## Aim
Which lines in the items below contain the string "find"? Copy every such line, treating uppercase and lowercase as different.

** Start Provided records **

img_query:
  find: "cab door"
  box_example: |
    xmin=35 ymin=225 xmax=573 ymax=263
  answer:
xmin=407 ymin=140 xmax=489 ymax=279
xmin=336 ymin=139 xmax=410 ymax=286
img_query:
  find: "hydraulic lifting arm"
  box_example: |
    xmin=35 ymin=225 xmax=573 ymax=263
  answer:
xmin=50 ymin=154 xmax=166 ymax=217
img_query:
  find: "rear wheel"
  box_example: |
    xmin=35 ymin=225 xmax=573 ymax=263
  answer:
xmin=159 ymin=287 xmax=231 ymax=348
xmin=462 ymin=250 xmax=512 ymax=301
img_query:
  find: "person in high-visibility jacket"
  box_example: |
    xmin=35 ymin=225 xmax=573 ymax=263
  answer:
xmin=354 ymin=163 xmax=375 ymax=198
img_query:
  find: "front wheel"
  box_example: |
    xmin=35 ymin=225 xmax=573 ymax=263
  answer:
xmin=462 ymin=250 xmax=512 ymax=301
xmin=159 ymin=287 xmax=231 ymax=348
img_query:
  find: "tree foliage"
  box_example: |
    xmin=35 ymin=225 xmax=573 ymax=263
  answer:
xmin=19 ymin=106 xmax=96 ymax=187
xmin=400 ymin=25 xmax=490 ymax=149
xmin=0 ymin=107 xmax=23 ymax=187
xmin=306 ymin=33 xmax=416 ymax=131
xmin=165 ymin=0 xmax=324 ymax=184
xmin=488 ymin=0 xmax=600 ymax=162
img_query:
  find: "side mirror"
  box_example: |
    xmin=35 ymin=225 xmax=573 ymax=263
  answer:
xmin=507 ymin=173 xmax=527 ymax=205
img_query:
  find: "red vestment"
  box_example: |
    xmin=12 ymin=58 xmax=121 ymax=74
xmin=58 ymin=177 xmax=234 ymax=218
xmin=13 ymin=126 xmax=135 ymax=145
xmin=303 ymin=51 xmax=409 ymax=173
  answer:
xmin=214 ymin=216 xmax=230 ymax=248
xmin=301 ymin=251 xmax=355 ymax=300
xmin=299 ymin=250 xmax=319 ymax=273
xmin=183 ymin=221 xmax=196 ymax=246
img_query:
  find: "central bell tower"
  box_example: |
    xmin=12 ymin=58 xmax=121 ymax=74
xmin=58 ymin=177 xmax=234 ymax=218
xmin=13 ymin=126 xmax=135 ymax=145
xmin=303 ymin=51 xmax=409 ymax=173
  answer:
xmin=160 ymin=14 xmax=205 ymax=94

** End Provided records **

## Written solution
  find: "cab door"
  find: "hydraulic lifting arm"
  find: "rear wheel"
  find: "person in high-visibility jacket"
  find: "front wheel"
  find: "tree foliage"
  find: "side mirror"
  find: "red vestment"
  find: "central bell tower"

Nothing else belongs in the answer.